• [Problem requirements] The entries below contain a line with "Target: rear side window" and a line with "Target: tree trunk". Retype exactly everything from the first down to the second, both included, and nothing else.

• [Information shown]
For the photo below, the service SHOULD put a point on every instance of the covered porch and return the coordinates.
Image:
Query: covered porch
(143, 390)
...
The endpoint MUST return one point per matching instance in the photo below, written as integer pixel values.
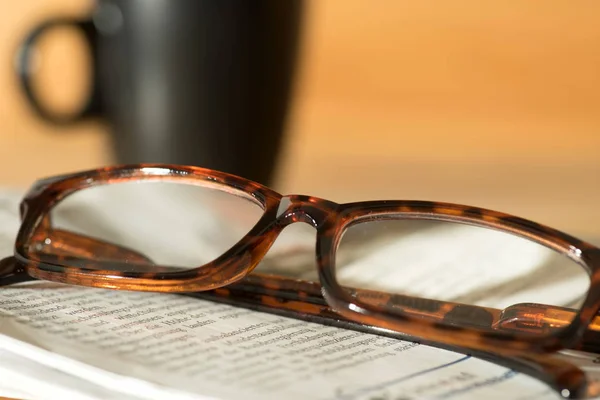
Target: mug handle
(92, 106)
==
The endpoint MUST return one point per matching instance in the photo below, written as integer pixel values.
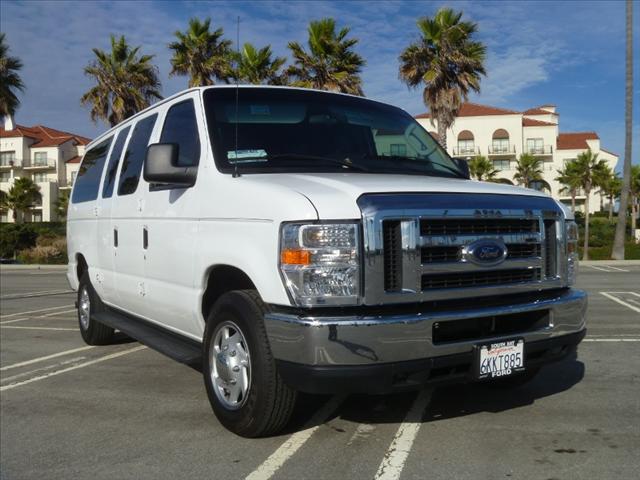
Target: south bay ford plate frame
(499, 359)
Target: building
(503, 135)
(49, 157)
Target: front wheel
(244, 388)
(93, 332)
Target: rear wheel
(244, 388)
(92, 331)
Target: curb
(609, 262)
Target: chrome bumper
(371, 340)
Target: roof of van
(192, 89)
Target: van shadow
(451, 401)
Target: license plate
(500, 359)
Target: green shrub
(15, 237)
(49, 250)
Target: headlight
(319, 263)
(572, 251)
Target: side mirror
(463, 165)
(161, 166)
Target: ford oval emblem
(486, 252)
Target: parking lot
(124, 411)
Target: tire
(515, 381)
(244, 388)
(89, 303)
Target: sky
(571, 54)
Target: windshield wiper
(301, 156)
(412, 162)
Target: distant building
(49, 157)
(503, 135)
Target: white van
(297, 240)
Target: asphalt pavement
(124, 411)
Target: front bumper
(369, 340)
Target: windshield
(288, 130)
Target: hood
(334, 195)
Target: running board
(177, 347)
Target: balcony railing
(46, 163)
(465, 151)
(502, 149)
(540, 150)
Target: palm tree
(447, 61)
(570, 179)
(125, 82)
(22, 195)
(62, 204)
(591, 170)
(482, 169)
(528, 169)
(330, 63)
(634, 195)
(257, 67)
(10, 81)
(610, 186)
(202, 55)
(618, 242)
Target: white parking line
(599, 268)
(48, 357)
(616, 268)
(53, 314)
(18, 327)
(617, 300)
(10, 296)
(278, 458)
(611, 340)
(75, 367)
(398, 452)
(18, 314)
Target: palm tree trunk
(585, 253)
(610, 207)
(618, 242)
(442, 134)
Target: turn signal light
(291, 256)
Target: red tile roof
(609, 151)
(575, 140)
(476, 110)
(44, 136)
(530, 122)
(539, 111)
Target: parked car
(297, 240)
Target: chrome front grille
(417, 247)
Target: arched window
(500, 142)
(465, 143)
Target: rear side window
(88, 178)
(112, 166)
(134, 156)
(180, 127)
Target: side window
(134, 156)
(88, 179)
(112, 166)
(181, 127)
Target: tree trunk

• [Solution to this task]
Target: rear side window
(88, 178)
(112, 166)
(134, 156)
(180, 127)
Target: side window
(134, 156)
(88, 179)
(112, 166)
(181, 127)
Target: tree trunk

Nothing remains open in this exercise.